Communion in the Flesh
Updated: Mar 19, 2018
It is not possible to speak truly of communion in the family without taking into account the bodily dimension of conjugal intercourse, gestation, birth and breastfeeding. For these are what set the family apart from every other relationship. Conjugal union, on the one hand, has been privileged in marriage in our culture theologically since the Middle Ages. At the same time suspicion has surrounded it, as being too closely tied to lust. Indeed, I recall a woman who told me that in marriage preparation in the 1950s she was urged never to refuse her husband. This was regardless of his motive for sexual intercourse. However, as canon lawyer, Cormac Burke, whom I cite in Holy Family Model Not Exception, states:
The term Remedium Concupiscentiae (remedy for concupiscence), presented up to 1983 as a secondary end of marriage, has been seriously misapplied over the centuries. In practice it has been taken to imply that marriage gives a lawful outlet to sexual concupiscence (or lust) and hence married couples can now yield to it, since it has been legitimized.
If the conjugal union is truly modeled on Christ’s union with the Church, especially in the Eucharist, then in all its aspects it needs to be purified to reveal its riches.
There is another fleshly union in marriage, which has been given less attention in the Church, breastfeeding. The Dominicans are an exception. To counter the gnostic rejection of the body by the Albigensians in the 11th and 12th centuries, the Dominicans promoted a spirituality of women, focused on the nurture of breastfeeding. Mary was frequently depicted in art as the Madonna, nursing the infant Jesus. So popular became the theme of the nurturing body that Jesus was sometimes depicted as nurturing souls from the wounds in his side. Feminist author, Margaret Miles believes that the emphasis on breastfeeding elevated women, especially as mothers. In fact she states: ”The loss of the female breast as site and symbol of religious meaning was a significant moment in a gradual shift in Christianity , from the affirmation of bodies--both male and female—as essentially engaged in religious commitment, to the female body as object and spectacle.”

**What the task requires**
In the text on communion in the flesh, which religious order is named as promoting a spirituality of women centered on breastfeeding?

Dataset items:

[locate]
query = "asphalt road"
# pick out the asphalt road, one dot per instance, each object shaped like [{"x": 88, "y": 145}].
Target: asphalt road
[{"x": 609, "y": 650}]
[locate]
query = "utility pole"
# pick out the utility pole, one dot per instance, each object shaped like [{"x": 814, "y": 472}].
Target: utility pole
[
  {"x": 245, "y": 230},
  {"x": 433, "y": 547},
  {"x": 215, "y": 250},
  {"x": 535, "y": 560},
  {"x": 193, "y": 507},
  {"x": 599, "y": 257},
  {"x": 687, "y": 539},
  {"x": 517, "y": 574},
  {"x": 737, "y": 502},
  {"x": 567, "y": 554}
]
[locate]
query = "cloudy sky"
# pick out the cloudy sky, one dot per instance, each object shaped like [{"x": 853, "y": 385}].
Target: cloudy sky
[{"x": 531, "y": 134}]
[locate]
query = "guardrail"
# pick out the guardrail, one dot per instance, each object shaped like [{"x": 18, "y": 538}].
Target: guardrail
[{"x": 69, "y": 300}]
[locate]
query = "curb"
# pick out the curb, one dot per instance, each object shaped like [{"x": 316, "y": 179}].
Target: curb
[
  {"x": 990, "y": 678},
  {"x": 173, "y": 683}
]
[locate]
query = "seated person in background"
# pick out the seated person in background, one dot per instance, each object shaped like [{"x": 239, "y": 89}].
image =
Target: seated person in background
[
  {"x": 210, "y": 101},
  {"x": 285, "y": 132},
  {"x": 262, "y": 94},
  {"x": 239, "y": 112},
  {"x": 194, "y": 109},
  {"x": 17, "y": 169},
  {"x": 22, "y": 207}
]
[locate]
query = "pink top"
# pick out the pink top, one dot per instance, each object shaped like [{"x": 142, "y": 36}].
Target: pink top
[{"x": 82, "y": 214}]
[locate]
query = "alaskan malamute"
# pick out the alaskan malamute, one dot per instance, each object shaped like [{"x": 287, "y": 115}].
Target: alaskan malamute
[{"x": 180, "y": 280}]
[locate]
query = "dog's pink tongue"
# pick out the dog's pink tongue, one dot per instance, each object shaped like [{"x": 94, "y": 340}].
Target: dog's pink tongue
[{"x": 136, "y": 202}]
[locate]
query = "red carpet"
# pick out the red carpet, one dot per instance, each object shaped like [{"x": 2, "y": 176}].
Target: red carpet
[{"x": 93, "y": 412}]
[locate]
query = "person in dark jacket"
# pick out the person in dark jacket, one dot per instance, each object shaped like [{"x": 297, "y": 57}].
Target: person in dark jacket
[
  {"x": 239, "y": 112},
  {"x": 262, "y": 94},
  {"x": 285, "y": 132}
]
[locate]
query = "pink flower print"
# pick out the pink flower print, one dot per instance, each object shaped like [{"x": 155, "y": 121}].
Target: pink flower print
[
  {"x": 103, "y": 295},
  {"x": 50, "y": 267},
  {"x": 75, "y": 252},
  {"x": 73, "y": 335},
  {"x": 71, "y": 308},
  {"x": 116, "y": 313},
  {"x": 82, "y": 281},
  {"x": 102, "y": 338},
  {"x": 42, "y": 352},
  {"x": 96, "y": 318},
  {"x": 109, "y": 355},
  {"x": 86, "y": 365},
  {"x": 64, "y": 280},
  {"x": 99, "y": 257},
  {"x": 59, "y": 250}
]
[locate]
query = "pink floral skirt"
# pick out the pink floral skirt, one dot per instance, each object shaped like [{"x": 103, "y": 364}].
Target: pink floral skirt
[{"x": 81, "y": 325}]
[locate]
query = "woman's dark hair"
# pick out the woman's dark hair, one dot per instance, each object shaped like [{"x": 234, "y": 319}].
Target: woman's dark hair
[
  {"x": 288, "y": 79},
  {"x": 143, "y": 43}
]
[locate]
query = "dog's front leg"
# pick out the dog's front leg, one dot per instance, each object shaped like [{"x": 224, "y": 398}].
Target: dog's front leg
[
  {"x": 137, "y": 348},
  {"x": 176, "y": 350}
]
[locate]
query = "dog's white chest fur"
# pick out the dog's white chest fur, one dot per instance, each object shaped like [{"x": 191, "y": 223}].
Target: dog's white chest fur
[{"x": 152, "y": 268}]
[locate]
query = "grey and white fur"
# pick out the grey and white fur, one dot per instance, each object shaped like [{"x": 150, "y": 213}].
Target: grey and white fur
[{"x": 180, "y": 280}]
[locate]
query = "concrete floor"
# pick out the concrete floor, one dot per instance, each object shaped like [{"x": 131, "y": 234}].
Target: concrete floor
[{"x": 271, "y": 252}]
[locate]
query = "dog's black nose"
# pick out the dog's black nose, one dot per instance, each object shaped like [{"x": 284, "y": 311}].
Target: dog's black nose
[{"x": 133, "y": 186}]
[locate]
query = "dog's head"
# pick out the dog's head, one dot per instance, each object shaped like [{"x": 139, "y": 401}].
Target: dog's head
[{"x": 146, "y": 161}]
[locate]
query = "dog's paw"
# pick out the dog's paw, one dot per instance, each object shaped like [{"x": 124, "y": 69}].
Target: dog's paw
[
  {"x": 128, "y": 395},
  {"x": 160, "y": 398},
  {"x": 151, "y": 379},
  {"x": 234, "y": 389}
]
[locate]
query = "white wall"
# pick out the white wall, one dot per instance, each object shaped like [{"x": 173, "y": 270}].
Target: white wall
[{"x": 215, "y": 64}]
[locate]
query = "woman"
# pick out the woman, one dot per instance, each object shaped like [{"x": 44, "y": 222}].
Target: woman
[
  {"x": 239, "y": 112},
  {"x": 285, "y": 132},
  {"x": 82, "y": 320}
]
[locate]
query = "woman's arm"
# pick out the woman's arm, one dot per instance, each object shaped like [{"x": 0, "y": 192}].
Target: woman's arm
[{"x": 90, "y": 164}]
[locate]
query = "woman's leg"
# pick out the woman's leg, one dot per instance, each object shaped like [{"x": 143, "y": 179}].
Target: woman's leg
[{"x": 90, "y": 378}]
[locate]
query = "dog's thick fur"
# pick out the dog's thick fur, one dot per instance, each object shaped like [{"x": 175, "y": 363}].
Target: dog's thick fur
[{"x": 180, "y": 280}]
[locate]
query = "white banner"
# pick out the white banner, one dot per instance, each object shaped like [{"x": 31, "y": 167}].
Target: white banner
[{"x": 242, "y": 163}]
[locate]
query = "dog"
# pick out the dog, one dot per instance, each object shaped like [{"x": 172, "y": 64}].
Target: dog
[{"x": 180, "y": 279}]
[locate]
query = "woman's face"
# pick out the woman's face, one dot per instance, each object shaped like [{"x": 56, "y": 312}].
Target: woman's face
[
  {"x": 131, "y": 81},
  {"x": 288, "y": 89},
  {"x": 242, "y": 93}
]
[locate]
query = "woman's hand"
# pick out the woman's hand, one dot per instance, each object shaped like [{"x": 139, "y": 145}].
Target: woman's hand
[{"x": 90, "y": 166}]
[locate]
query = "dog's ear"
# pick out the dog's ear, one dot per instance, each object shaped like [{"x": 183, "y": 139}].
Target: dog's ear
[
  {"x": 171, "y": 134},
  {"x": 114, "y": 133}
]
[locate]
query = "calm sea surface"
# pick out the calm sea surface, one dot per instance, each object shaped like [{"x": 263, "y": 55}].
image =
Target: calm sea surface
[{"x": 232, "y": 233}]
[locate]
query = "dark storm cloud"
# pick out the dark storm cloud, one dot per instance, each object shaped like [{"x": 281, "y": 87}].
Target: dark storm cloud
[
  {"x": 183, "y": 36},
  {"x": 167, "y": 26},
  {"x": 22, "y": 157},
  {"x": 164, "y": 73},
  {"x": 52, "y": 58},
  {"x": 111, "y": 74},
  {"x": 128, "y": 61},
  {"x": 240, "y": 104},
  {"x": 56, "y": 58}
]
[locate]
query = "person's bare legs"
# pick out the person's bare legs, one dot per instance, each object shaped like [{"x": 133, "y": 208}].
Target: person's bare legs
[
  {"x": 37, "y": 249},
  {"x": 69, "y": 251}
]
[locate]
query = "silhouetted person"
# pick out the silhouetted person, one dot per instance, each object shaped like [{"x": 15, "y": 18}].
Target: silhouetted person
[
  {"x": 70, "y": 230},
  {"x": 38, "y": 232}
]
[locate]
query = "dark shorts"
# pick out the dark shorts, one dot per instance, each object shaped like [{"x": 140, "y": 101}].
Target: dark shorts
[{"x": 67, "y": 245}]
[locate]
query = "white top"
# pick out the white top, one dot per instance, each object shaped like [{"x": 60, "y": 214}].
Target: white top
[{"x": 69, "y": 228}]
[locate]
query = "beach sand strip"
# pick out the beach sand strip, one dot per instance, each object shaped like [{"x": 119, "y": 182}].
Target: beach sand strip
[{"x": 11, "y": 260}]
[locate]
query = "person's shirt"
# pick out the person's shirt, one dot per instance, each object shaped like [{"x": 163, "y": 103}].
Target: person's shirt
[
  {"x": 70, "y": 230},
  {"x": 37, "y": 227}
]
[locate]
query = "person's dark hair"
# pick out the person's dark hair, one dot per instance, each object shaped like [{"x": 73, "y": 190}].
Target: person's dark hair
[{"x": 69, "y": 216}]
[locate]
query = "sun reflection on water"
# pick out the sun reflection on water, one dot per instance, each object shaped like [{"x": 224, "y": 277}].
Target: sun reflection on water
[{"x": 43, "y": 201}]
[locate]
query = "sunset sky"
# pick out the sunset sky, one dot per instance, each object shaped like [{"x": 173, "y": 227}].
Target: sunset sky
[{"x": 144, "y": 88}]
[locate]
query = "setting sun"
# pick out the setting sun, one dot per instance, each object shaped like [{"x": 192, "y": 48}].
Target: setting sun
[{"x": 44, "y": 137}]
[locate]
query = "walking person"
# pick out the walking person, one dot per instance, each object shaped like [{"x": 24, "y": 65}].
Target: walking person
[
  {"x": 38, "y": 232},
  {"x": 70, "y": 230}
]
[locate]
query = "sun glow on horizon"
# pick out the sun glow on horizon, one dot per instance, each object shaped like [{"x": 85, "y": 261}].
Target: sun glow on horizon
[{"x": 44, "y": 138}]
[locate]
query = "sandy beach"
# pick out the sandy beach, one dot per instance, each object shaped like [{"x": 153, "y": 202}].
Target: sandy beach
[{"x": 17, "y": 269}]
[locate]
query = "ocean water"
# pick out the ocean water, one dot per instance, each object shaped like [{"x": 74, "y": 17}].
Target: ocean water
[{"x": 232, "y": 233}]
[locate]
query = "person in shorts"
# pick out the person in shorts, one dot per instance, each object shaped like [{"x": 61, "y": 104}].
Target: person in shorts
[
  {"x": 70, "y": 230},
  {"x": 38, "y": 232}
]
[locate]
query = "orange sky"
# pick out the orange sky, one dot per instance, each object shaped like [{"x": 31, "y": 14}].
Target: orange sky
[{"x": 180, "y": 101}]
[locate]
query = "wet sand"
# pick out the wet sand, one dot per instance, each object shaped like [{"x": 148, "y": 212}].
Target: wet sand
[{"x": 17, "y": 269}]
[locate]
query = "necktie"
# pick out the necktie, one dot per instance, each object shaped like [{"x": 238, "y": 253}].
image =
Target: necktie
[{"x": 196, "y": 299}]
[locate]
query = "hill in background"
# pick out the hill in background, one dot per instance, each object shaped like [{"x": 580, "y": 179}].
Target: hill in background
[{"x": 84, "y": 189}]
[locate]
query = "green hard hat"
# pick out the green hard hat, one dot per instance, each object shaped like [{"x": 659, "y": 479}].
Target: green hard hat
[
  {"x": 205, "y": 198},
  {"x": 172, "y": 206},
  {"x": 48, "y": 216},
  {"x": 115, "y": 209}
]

**Response to the task**
The Dominicans